EXERCISE BRIEF – Using the abstract on rarer dementias, decide whether each statement below agrees with it: (a) 19 of the selected articles focused on the frontotemporal dementia/primary progressive aphasia spectrum; (b) most of the selected studies were cross-sectional; (c) the Disability Assessment for Dementia measured decline in half of the studies. Answer yes or no for each and quote the deciding words.

PASSAGE PROVIDED –
|---|
Title: Decline in activities of daily living in the rarer dementias
Authors: Taylor, Beatrice; Mohamud, Suraya; Brotherhood, Emilie; Harding, Emma; Waddington, Claire; Camic, Paul M; Alexander, Daniel; Crutch, Sebastian; Stott, Joshua; Hardy, Chris; Oxtoby, Neil P
Contributors: UK Research and Innovation; National Brain Appeal; Economic and Social Research Council; Wellcome Trust; ESRC; Royal National Institute for Deaf People-Dunhill Medical Trust Pauline Ashley; London Hospitals Biomedical Research Centre; Bloomsbury and East London Doctoral Training Partnership; National Institute for Health Research
Source: General Psychiatry ; volume 38, issue 3, page e101905 ; ISSN 2517-729X
Publisher Information: BMJ
Publication Year: 2025
Description: Rarer dementias are associated with atypical symptoms and younger onset, which result in a higher burden of care. We provide a review of the global literature on longitudinal decline in activities of daily living (ADLs) in dementias that account for less than 10% of dementia diagnoses. Published studies were identified through searches conducted in Medical Literature Analysis and Retrieval System Online (MEDLINE), Excerpta Medica Database (Embase), Excerpta Medica Care (Emcare), PsycINFO, and Cumulative Index in Nursing and Allied Health Literature (CINAHL). The search criteria included terms related to ‘rarer dementias’, ‘activities of daily living’ and ‘longitudinal or cross-sectional studies’ following a predefined protocol registered. Studies were screened, and those that met the criteria were citation searched. Quality assessments were performed, and relevant data were extracted. 20 articles were selected, of which 19 focused on dementias within the frontotemporal dementia/primary progressive aphasia spectrum, while one addressed posterior cortical atrophy. Four studies were cross-sectional and 16 studies were longitudinal, with a median duration of 2.2 years. The Disability Assessment for Dementia was used to measure decline in 8 of the 20 studies. The varied sequences of ADL decline reported in the literature reflect variation in diagnostic specificity between studies and within-syndrome heterogeneity. Most studies used Alzheimer’s disease staging scales to measure decline, which cannot capture variant-specific symptoms. To enhance care provision in dementia, ADL scales could be deployed postdiagnosis to aid treatment and planning. This necessitates staging scales that are variant-specific and span the disease course from diagnosis to end of life. PROSPERO registration number: CRD42021283302.
|---|
INFORMATION PROVIDED –
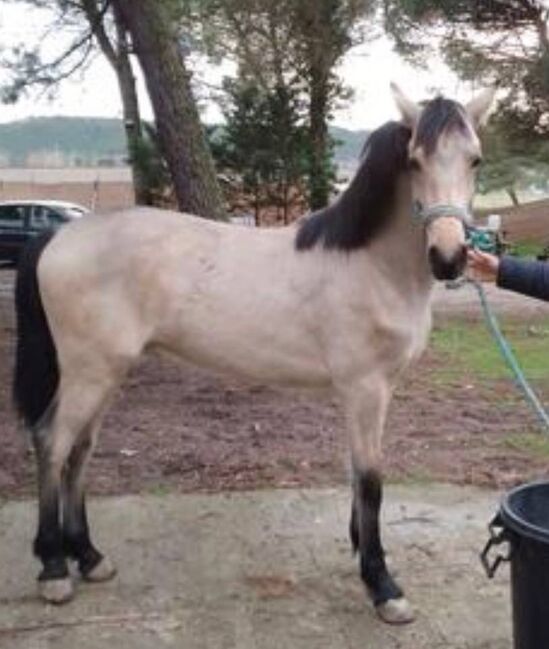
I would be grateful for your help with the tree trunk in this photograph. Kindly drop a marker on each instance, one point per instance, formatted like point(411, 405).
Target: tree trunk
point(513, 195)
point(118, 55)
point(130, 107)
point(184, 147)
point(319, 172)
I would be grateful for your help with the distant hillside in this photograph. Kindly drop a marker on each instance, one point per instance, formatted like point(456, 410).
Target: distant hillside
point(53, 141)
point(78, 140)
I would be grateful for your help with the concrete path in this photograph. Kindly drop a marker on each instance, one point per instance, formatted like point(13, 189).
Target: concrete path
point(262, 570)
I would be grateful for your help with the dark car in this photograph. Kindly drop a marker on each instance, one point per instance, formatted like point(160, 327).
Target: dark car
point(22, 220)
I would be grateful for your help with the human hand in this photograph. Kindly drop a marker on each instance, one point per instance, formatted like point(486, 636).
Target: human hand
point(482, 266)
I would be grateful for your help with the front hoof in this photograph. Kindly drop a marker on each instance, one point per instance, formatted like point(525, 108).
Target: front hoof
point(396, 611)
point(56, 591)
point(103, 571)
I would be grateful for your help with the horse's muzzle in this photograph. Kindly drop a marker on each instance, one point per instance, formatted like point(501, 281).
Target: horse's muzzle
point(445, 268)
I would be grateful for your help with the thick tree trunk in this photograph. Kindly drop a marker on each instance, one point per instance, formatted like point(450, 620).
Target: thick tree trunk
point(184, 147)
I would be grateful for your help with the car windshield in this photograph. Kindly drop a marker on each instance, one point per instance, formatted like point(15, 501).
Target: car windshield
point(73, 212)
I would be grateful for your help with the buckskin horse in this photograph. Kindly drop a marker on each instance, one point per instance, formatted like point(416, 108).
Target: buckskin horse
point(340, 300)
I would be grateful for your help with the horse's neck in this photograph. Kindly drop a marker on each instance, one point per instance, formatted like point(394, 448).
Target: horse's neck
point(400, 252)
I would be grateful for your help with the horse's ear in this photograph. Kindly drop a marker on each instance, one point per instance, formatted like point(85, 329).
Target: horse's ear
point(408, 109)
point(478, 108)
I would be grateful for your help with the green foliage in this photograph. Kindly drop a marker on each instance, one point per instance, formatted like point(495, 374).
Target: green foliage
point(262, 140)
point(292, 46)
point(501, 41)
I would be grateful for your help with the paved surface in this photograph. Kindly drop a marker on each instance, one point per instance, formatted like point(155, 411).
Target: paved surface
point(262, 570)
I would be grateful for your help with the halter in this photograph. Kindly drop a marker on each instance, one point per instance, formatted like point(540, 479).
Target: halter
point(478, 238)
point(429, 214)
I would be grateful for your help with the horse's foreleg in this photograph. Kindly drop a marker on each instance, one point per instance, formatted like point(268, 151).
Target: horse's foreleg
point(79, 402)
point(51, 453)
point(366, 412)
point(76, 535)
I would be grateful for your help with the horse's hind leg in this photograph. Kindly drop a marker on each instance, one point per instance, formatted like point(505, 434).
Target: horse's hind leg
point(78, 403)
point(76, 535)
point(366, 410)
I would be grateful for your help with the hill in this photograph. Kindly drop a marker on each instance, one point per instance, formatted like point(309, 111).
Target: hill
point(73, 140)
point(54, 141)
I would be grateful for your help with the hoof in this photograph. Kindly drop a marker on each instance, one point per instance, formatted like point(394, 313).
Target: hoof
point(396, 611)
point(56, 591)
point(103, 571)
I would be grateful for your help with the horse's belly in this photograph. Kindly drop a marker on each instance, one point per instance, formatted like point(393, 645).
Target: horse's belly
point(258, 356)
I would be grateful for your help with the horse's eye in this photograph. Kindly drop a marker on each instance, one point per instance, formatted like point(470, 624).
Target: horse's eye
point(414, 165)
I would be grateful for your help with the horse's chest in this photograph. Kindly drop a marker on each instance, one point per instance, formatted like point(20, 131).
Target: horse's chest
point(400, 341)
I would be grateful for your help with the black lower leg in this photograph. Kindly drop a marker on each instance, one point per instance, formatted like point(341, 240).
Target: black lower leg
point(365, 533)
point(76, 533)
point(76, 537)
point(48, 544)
|---|
RESULT –
(a) Yes: "20 articles were selected, of which 19 focused on dementias within the frontotemporal dementia/primary progressive aphasia spectrum"
(b) No: "Four studies were cross-sectional and 16 studies were longitudinal"
(c) No: "The Disability Assessment for Dementia was used to measure decline in 8 of the 20 studies."